■ **SHORT TASK**: Repeat exactly, and only, the lines from the one containing "on the leaf" through the end of the records.

==== RECORDS FOR THIS EXERCISE ====

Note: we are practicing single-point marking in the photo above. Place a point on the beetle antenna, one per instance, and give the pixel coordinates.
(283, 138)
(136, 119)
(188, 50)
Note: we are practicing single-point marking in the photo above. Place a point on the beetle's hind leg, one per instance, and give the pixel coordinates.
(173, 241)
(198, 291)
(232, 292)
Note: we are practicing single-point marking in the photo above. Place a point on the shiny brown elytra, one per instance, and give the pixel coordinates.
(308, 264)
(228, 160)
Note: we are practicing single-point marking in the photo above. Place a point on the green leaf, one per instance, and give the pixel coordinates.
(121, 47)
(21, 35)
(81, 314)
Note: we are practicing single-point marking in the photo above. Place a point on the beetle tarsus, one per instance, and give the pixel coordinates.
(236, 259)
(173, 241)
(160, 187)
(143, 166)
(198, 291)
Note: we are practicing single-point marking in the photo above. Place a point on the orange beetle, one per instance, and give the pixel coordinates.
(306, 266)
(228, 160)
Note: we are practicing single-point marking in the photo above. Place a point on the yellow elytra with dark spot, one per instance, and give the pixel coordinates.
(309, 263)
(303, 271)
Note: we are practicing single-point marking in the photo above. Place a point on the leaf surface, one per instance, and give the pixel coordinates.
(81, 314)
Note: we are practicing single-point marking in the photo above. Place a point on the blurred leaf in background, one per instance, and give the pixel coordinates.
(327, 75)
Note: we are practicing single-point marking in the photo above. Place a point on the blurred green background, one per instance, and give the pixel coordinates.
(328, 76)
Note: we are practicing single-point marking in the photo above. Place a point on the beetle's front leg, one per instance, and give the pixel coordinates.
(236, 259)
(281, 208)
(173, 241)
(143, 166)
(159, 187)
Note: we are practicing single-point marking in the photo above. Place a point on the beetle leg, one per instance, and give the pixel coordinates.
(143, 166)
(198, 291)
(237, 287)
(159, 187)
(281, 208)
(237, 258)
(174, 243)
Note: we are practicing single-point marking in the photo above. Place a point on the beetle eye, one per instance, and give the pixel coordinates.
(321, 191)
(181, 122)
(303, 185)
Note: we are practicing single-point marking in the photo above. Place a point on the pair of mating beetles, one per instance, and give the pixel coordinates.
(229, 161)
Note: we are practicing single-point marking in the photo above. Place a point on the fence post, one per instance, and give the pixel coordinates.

====

■ **OUTPUT OF THE EXERCISE**:
Note: we are practicing single-point marking in the photo above. Place a point on the leaf surface, one per instance, and give the pixel coordinates.
(81, 314)
Note: we are practicing single-point marking in the photo above. Place a point on the blurred leaf in background, one per instance, and give the pixel coordinates.
(327, 75)
Note: we are practicing single-point marking in the photo above. Place a point on the blurred green background, one per instance, and give the pixel coordinates.
(328, 76)
Note: we are practicing single-point marking in the photo above. Place a point on the beetle's front leg, one per instance, and give the pixel coordinates.
(236, 259)
(281, 208)
(173, 241)
(143, 166)
(159, 187)
Note: we are practicing single-point marking in the photo above. Place a point on the beetle leg, one per instance, and give the pixel coordinates.
(143, 166)
(198, 291)
(237, 287)
(159, 187)
(281, 208)
(237, 258)
(174, 243)
Note: we are practicing single-point marking in the photo above. Place a point on the beetle eye, one per instance, and give the pixel coordinates.
(321, 191)
(181, 122)
(303, 185)
Note: we are practicing single-point marking in the photo above. Place a point on the pair of mating beetles, one per instance, and give the pixel coordinates.
(229, 161)
Note: we are practicing single-point marking in the photo above. Place a point on the fence post, one per instance, and give the pixel coordinates.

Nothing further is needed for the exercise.